18 Juli 2010

Die Kugel rollt

Las Vegas ist der gebaute amerikanische Traum, in dem sich Glück und Wohlstand für jedermann erfüllen sollen, egal, welcher Weg dafür eingeschlagen wird. Gelohnt hat es sich auf jeden Fall für die Investoren der Casinos (früher war auch die Mafia stark beteiligt), Hotels und Unterhaltungsshows. Las Vegas ist nebenbei die Glücksspielmetropole des Westens, Touristenhochburg für Reisende aus aller Welt, autofahrerfreundliche Stadt und insgesamt eine pulsierende Wüstenhauptstadt mit angeschlossenem Segler-Paradies, dem Stausee Lake Mead. Und dass alles innerhalb der letzten knapp 80 Jahre. Begonnen hatte der Aufstieg der Stadt mit damals etwa 5.000 Einwohnern im Jahre 1931. In Nevada wurde das Glücksspiel legalisiert und in der Nähe begann der Bau des Hoover Dams. Tausende Bauarbeiter wurden in der von der Regierung gegründeten Siedlung Boulder untergebracht, durften aber dort keinen Alkohol trinken und jede Form von Glücksspiel war verboten. Nicht so im nahen Las Vegas, wo die Löhne der Bauarbeiter entsprechend umgesetzt werden konnten. In den vierziger Jahren wurden dann die Casinos gleich mit den Motels verbunden: aus dem Bett an den Spieltisch - ein geniales Konzept, bis heute. In den Fünfziger Jahren kamen Touristen, die die Atombombentests sehen wollten, die in der Wüste durchgeführt wurden; ein weiterer Aufschwung bis in die 60er Jahre. Dann folgten 20 Jahre schlechtes Image. "Dummerweise" wurde die Durchführung von Atombombenexplosionen in der Atmosphäre im Jahr 1963 verboten, wodurch die Touristen nichts mehr in der Ferne zu sehen hatten und daher das Geschäft mit aus der Nähe sichtbaren Reizen aufblühte. Las Vegas wurde Rotlicht-Stadt - Sin City - Stadt der Sünde. Der letzte Aufschwung begann in den Neunzigern, als neben dem Glücksspiel die Unterhaltungsshow aufkam: die Stadt wandelte sich von der Sin City in eine Unterhaltungsmetropole (City of Entertainment - Stichwort Siegfried und Roy) und wurde somit auch für reisende Familien attraktiv. Dazu kam ein Bevölkerungszuwachs, der die Einwohnerzahl auf über 550.000 (in der Metropolregion: 1,86 Mio) ansteigen ließ. Und da steht es nun heute, faszinierend glitzernd mitten in der Wüste.
===
▸ Arbeitsanweisung:
Schreibe den Text über Las Vegas im selben Ton weiter, anschließend an seinen letzten Satz.
===
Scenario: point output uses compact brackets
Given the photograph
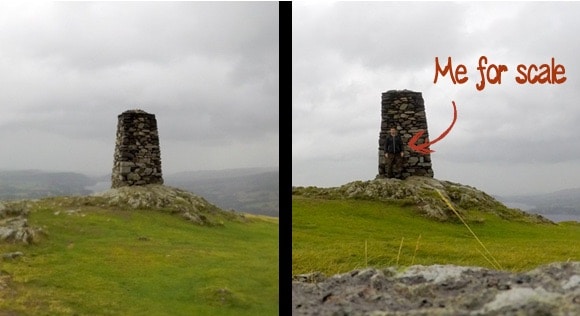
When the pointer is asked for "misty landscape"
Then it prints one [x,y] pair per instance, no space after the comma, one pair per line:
[249,190]
[563,205]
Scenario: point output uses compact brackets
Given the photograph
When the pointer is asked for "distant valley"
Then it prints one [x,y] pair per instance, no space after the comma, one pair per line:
[563,205]
[250,190]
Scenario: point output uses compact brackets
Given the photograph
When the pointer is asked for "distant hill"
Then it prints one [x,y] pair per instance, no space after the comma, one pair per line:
[251,190]
[31,184]
[559,205]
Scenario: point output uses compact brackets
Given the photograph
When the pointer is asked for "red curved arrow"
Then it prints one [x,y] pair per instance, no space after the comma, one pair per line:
[424,148]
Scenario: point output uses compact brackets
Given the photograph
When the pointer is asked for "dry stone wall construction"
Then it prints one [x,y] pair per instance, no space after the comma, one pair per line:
[137,158]
[405,110]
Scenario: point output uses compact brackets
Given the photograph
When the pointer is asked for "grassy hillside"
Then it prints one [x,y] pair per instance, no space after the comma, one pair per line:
[329,235]
[105,260]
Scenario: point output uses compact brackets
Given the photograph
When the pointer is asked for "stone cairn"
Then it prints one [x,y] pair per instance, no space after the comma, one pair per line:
[137,158]
[404,110]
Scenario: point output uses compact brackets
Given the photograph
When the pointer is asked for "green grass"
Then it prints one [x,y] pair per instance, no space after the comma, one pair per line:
[329,236]
[116,262]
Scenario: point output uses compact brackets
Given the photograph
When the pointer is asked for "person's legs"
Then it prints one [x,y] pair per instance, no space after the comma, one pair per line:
[390,163]
[398,166]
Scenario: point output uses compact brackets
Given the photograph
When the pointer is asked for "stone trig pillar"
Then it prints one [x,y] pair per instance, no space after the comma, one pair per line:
[405,110]
[137,158]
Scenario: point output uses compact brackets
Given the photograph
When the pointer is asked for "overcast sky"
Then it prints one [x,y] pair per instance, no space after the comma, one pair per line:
[508,139]
[208,71]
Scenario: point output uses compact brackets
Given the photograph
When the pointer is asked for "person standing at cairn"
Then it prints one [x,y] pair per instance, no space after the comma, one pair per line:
[394,153]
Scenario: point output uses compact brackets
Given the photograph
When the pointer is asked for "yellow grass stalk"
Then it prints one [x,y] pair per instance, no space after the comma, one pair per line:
[495,264]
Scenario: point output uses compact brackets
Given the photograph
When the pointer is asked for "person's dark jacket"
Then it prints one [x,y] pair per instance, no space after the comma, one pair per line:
[393,145]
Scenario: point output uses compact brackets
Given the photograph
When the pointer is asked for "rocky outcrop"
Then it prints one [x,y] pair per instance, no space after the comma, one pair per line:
[440,290]
[423,193]
[14,224]
[157,198]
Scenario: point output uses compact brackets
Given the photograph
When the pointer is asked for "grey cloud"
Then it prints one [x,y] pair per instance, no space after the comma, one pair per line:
[207,70]
[346,54]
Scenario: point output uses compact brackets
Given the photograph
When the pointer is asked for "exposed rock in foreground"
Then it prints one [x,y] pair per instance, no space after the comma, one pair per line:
===
▸ Ergebnis der Übung:
Doch was tun an einem einzigen Tag? Ich bin erstmal einem ganz besonders morbidem Vergnügen nachgegangen - und habe das Atomic Testing Museum besucht. Gleich nördlich der Stadt wurden von 1951 an Kernwaffentests durchgeführt und das Museum widmet sich dieser Zeit mit einer Ausstellung, die mir persönlich allerdings ein wenig sonderbar vorkam. Okay, die wissenschaftlichen Fakten darzustellen ist eine nette Sache und interessant dazu, aber es war doch auch eine Menge Rechtfertigung dabei. Augenzeugen und ehemalige Mitarbeiter betonen in Videosequenzen immer wieder die Richtigkeit und Wichtigkeit der Tests bis zu deren endgültigem Ende im Jahr 1992 und am Ende des Rundgangs widmet sich ein ganzer Raum dem 11. September 2001. Aber ansonsten war es schon interessant, wie z.B. in den Fünfzigern mit der Atombedrohung umgegangen, ja, man muss schon sagen, gespielt wurde. Da gab es eine Miss Atomic Bomb 1957, Berechnungstabellen für den Hausgebrauch (in etwa nach der Art: nach wievielen Tagen kann ich das Wasser wieder trinken) usw. Zum Schluß wurde auch noch geklärt, wie heutzutage, nach dem endgültigen Ende der Tests trotzdem experiementiert wird (sogenannte subkritische Experimente). Es soll ja niemand denken, dass es nicht dann und wann doch mal einen kleinen Bums in der Wüste gibt. Und es soll auch niemand deswegen auf nur die Amis schimpfen. In Russland passiert das gleiche, bloss gibt es dort nicht so "viel" Öffentlichkeit. Soweit mal zu meinem Abstecher in die jüngere Geschichte Nevadas.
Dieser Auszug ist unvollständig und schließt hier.